*Task statement:* Report only how many lines of the material below contain the string "white".

*Materials provided:*
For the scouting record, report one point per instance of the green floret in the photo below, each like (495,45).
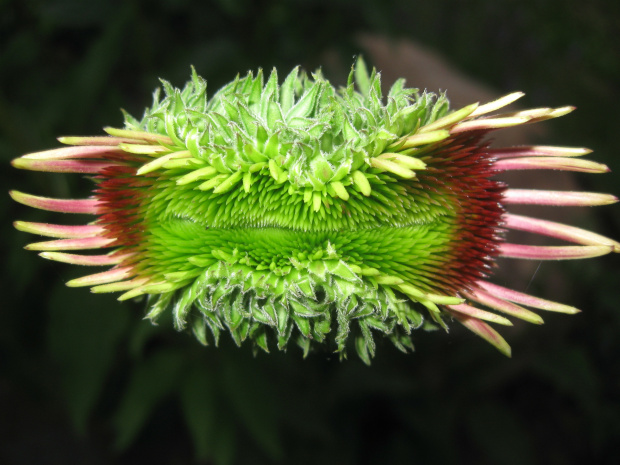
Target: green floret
(293,210)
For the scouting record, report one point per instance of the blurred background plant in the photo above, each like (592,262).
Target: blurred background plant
(84,380)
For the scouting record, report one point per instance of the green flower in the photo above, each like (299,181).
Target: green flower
(301,212)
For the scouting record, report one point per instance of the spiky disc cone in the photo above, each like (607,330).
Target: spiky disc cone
(299,211)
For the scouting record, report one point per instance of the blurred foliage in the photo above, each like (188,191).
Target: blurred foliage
(84,380)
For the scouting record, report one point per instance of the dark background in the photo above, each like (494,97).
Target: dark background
(84,380)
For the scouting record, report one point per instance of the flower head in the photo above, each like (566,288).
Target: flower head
(298,211)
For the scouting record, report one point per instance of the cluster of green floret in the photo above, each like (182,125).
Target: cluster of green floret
(281,209)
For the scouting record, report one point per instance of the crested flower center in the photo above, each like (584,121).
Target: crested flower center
(298,211)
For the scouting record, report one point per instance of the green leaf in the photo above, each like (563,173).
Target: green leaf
(151,381)
(84,333)
(199,400)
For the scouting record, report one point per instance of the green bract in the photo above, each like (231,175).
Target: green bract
(298,211)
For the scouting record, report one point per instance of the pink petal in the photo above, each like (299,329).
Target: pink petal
(57,230)
(90,206)
(557,198)
(525,299)
(537,252)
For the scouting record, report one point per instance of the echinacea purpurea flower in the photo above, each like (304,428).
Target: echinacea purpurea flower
(301,211)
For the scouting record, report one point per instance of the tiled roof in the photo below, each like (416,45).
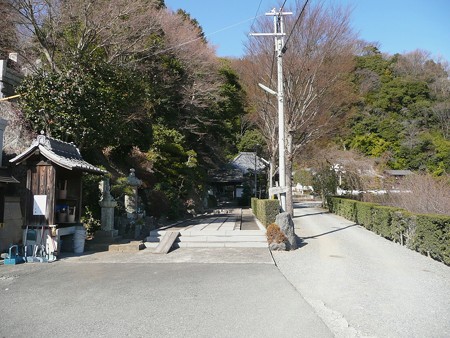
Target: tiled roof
(226,175)
(5,177)
(61,153)
(398,172)
(245,162)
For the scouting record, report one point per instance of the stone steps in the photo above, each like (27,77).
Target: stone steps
(211,238)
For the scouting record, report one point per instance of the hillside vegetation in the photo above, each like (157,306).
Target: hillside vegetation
(403,114)
(135,85)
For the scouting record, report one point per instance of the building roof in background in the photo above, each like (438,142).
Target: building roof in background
(5,176)
(245,162)
(398,172)
(64,154)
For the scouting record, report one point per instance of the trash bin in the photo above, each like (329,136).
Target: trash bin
(78,240)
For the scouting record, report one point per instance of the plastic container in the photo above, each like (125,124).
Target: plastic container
(78,240)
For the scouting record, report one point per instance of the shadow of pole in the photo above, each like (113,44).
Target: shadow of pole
(329,232)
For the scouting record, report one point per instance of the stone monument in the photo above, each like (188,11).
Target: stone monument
(107,203)
(131,200)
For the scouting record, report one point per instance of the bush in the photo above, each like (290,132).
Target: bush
(427,234)
(266,210)
(432,237)
(364,214)
(275,235)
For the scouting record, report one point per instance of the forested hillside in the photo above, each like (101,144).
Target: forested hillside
(403,114)
(132,84)
(135,85)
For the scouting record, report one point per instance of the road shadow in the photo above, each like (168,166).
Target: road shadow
(300,242)
(329,232)
(312,214)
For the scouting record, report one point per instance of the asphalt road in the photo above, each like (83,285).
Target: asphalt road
(188,293)
(363,285)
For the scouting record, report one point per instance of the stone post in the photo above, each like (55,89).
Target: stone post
(131,200)
(107,203)
(3,124)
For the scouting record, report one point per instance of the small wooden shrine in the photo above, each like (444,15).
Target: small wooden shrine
(54,190)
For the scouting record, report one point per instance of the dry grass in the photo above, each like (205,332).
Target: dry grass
(275,235)
(423,194)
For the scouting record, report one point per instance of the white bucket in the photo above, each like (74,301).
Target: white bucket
(78,240)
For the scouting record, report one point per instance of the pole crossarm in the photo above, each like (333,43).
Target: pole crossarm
(278,33)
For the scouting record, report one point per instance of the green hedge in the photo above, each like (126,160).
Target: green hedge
(265,210)
(427,234)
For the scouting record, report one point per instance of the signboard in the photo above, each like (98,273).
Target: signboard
(39,205)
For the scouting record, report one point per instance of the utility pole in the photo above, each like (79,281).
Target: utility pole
(279,50)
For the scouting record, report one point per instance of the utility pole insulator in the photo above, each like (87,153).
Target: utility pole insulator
(280,49)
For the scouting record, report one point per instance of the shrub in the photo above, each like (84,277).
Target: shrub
(432,237)
(364,214)
(427,234)
(266,210)
(275,235)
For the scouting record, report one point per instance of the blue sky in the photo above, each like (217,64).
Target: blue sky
(398,25)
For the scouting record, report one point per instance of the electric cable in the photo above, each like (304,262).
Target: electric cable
(293,27)
(256,14)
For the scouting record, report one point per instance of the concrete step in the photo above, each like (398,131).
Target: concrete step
(132,246)
(118,246)
(211,238)
(166,242)
(159,233)
(177,245)
(238,237)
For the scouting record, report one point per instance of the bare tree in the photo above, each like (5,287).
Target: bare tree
(319,56)
(263,109)
(85,28)
(422,194)
(8,29)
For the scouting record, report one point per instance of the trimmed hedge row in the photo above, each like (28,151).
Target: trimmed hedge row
(427,234)
(265,210)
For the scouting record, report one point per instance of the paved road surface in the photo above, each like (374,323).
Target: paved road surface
(187,293)
(363,285)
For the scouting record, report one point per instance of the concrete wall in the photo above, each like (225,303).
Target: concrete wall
(11,231)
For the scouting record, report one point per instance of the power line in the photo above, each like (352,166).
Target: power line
(293,27)
(199,38)
(256,14)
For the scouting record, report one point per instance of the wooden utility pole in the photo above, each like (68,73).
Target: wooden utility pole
(279,45)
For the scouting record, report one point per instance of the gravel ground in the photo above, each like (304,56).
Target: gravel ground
(362,285)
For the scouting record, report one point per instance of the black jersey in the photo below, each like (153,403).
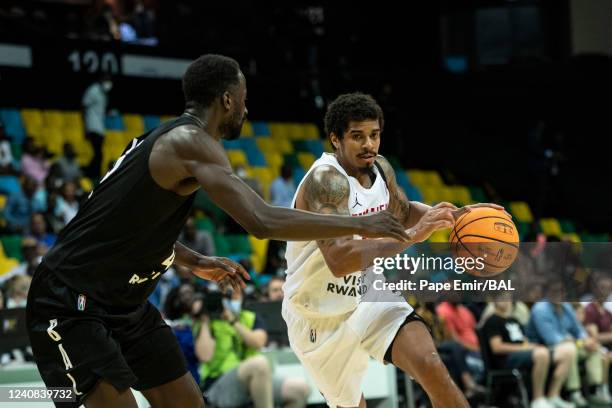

*Solution to the exercise:* 2